--- Texte ---
__________

Plus d'une centaine d'oiseaux marins mazoutés se sont échoués depuis mi-octobre sur les côtes bretonnes, a révélé jeudi Vigipol, syndicat mixte de protection du littoral breton, mettant en cause le Tanio, ce pétrolier malgache qui a sombré en 1980 au large du Finistère. Retour en trois questions sur l'impact environnemental de ce désastre.
Qu'est-il arrivé à ce navire ?
Le Tanio, long de 192 mètres, s'était brisé en deux sous la violence d'une tempête le 7 mars 1980 au large de l'île de Batz, dans le Finistère. Huit hommes d'équipage périssent dans le naufrage. "Le reste de l'équipage est concentré sur l'arrière du navire, une épave à la dérive qui, malgré tout, continue à flotter et pourra être remorquée jusqu'au Havre, avec 7500 tonnes de pétrole. Les 31 marins rescapés vont tenir jusqu'à l'arriver des secours. Ils seront tous hélitreuillés dans des conditions extrêmement difficiles", relatait Sud Ouest en mars 2020 pour les quarante ans du drame qui a causé une marée noire sur les côtes bretonnes.

__________

--- Liste des consignes ---
1. Résumez en deux phrases le texte sur le Tanio.
2. Extrayez du texte sur le Tanio le passage qui commence à "Le Tanio, long" et se termine à "les côtes bretonnes.".
Les lignes qui suivent n'ont aucun lien avec le texte sur le Tanio.

(Extraits de données)
__________

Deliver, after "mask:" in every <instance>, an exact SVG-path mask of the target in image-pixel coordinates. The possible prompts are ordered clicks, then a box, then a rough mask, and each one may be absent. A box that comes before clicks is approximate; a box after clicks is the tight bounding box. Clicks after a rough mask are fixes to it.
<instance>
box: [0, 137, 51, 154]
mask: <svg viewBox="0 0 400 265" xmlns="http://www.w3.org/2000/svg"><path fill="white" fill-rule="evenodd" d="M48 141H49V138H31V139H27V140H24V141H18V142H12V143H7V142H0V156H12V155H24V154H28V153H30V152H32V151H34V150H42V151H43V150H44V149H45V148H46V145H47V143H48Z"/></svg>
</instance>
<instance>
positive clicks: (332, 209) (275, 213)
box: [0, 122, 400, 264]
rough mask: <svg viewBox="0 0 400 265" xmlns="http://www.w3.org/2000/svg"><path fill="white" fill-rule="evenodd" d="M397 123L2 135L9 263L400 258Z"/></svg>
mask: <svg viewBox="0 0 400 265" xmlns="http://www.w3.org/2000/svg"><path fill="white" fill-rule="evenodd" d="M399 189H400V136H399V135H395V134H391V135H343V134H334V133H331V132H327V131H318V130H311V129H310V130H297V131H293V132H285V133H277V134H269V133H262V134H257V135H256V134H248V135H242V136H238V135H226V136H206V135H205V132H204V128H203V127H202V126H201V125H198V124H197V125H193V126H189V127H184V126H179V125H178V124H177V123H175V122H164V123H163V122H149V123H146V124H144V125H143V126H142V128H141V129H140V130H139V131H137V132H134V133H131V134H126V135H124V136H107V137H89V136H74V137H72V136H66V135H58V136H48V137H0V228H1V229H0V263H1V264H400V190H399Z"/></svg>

__________

--- Corrigé des consignes ---
1. Depuis la mi-octobre, plus d'une centaine d'oiseaux marins mazoutés se sont échoués sur les côtes bretonnes, et Vigipol met en cause le Tanio, un pétrolier malgache qui a sombré en 1980 au large du Finistère. Brisé en deux par une tempête le 7 mars 1980 au large de l'île de Batz, ce navire a provoqué une marée noire sur les côtes bretonnes, et huit hommes d'équipage ont péri dans le naufrage, tandis que les 31 rescapés ont été hélitreuillés.

2.
Le Tanio, long de 192 mètres, s'était brisé en deux sous la violence d'une tempête le 7 mars 1980 au large de l'île de Batz, dans le Finistère. Huit hommes d'équipage périssent dans le naufrage. "Le reste de l'équipage est concentré sur l'arrière du navire, une épave à la dérive qui, malgré tout, continue à flotter et pourra être remorquée jusqu'au Havre, avec 7500 tonnes de pétrole. Les 31 marins rescapés vont tenir jusqu'à l'arriver des secours. Ils seront tous hélitreuillés dans des conditions extrêmement difficiles", relatait Sud Ouest en mars 2020 pour les quarante ans du drame qui a causé une marée noire sur les côtes bretonnes.